These reservoirs produce from more than 30 MIDEQ reservoir designations, with names and abbreviations based upon geologic formation names and stratigraphic nomenclature (Table 1).1 2 The MIDEQ oil and gas database also lists more than 59,000 oil, gas, core, injection, and brine wells and/or deviated and horizontal well completions in Michigan.

Production database

In order to investigate the remaining potential of subsurface formations in Michigan, annual production data were methodically entered into spreadsheets from all the historical hard copy records published between 1934 and 1982 by the MIDEQ and its predecessors.

These spreadsheets were then combined into a standard query language database and merged with the 1982 to present MIDEQ online oil and gas information production database.3 4

Production volumes by formation from 1925 through 1933 were taken from summary tables presented in certain of the annual production reports. Associated gas volumes, however, are not available at this time during the early years of production for many Middle Devonian fields and reservoirs.

In addition, only prorated oil and gas monthly volumes were tracked between 1982 and 1996 in the online oil and gas database, but production from all wells was tracked beginning in 1997. Quality control of the production data continues at the present, and additional historical and new production data are added to the full database as they become available.

Mississippian-Devonian fields

Commercial quantities of oil and gas have been known in Michigan since at least 1886 when oil was produced from the Devonian Dundee limestone in the Port Huron area to make grease for buggy and wagon axles and natural gas was used for residential lighting.5 6

Exploration in the Saginaw area located oil in the Devonian Traverse and Dundee limestones and gas in the Devonian-Mississippian Berea sandstones as early as 1913, but it was not until 1925 that additional discoveries set off a town-lot drilling boom.6 7

By 1928, more than 300 wells had been drilled to the Berea and deeper, and Berea wells were shot with nitroglycerin in Saginaw field.6 Annual oil production in Michigan climbed from 4,000 bbl in 1925 to 435,000 bbl in 1927 (Fig. 2).

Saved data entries
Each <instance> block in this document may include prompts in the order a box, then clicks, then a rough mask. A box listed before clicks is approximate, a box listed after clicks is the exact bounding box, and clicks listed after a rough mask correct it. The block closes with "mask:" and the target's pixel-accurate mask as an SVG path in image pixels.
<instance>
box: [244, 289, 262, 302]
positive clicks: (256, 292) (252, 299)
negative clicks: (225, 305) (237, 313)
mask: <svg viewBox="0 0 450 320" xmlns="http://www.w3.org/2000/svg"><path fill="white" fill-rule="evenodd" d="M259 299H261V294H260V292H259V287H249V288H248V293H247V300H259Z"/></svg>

What you have to do: From the passage on Michigan oil and gas production, list every named rock formation that the passage identifies as yielding oil or gas, along with the geologic age it assigns to each.

Response for this exercise:
- Dundee limestone: Devonian
- Traverse limestone: Devonian
- Berea sandstones: Devonian-Mississippian